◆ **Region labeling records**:
(begin)
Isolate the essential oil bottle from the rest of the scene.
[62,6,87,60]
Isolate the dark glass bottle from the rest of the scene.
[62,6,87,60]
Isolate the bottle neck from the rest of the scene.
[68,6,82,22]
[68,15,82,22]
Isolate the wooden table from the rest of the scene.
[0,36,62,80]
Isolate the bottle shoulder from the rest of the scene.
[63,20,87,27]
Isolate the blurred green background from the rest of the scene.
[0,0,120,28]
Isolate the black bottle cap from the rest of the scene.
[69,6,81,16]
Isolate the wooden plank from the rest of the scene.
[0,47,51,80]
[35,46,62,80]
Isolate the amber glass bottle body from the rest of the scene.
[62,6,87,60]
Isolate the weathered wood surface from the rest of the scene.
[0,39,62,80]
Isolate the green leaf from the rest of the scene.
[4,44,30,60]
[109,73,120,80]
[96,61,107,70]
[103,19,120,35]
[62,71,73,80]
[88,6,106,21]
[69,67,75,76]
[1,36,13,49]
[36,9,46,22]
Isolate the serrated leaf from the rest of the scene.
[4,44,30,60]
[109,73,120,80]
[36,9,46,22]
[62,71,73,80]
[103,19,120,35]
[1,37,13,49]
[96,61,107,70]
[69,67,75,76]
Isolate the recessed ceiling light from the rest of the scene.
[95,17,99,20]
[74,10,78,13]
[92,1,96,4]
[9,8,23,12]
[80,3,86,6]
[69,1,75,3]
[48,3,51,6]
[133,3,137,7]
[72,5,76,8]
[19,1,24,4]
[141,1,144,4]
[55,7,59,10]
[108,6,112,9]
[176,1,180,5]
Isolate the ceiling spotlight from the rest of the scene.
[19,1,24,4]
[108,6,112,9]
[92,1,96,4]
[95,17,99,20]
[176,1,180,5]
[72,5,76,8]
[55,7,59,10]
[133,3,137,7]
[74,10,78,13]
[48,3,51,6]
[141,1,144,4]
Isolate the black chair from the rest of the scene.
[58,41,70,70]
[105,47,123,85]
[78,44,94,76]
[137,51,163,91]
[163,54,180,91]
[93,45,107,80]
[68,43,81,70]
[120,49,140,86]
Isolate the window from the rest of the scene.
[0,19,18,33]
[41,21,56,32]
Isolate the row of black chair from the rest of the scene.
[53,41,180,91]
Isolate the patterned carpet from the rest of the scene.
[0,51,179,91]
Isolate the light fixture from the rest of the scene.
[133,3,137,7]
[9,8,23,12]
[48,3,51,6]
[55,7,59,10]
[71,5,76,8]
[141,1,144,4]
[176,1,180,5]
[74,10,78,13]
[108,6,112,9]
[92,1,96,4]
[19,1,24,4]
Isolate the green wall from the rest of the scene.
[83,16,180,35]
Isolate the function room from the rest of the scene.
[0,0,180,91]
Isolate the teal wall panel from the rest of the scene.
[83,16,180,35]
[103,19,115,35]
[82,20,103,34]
(end)
Reproduce every one of the records above verbatim.

◆ **The answer**:
Isolate the essential oil bottle from the rest of the scene.
[62,6,87,60]
Isolate the dark glass bottle from the rest of the scene.
[62,6,87,60]
Isolate the bottle neck from the rest of the scene.
[68,6,82,22]
[68,15,82,22]
Isolate the wooden table from the rest of the scene.
[0,36,62,80]
Isolate the bottle shoulder from the rest of the scene.
[63,20,87,27]
Isolate the blurred green background from the rest of the scene.
[0,0,120,28]
Isolate the black bottle cap from the rest of the scene.
[69,6,81,16]
Isolate the wooden plank from the rest of the scene.
[0,47,51,80]
[35,46,62,80]
Isolate the amber glass bottle body from the rest of the scene.
[62,6,87,60]
Isolate the weathered wood surface from the rest of the scene.
[0,39,62,80]
Isolate the green leaf from the rest of the scene.
[4,44,30,60]
[109,73,120,80]
[96,61,107,70]
[103,19,120,35]
[62,71,73,80]
[88,6,106,21]
[69,67,75,76]
[1,36,13,49]
[36,9,46,22]
Isolate the serrated leaf from the rest of the scene.
[4,44,30,60]
[109,73,120,80]
[36,9,46,22]
[62,71,73,80]
[103,19,120,35]
[1,37,13,49]
[96,61,107,70]
[69,67,75,76]
Isolate the recessed ceiling light from the rest of the scene.
[95,17,99,20]
[74,10,78,13]
[92,1,96,4]
[9,8,23,12]
[80,3,86,6]
[69,1,75,3]
[48,3,51,6]
[133,3,137,7]
[72,5,76,8]
[19,1,24,4]
[141,1,144,4]
[55,7,59,10]
[108,6,112,9]
[176,1,180,5]
Isolate the ceiling spotlight from the rest of the scene.
[19,1,24,4]
[108,6,112,9]
[92,1,96,4]
[95,17,99,20]
[176,1,180,5]
[72,5,76,8]
[55,7,59,10]
[133,3,137,7]
[74,10,78,13]
[48,3,51,6]
[141,1,144,4]
Isolate the black chair from the rest of the scene.
[58,41,70,70]
[105,47,123,85]
[78,44,94,76]
[137,51,163,91]
[163,54,180,91]
[93,45,107,80]
[68,43,81,70]
[120,49,140,86]
Isolate the window from the rest of the scene.
[0,19,18,33]
[41,21,56,32]
Isolate the row of black chair from the rest of the scene.
[53,41,180,91]
Isolate the patterned carpet from the rest of the scene.
[0,51,179,91]
Isolate the light fixture from the rest of the scene.
[133,3,137,7]
[9,8,23,12]
[48,3,51,6]
[55,7,59,10]
[71,5,76,8]
[141,1,144,4]
[176,1,180,5]
[74,10,78,13]
[108,6,112,9]
[92,1,96,4]
[19,1,24,4]
Isolate the green wall from the rest of the scene.
[83,16,180,35]
Isolate the function room from the rest of the scene.
[0,0,180,91]
Isolate the teal wall panel from the rest of the scene.
[83,16,180,35]
[103,19,115,35]
[82,20,103,34]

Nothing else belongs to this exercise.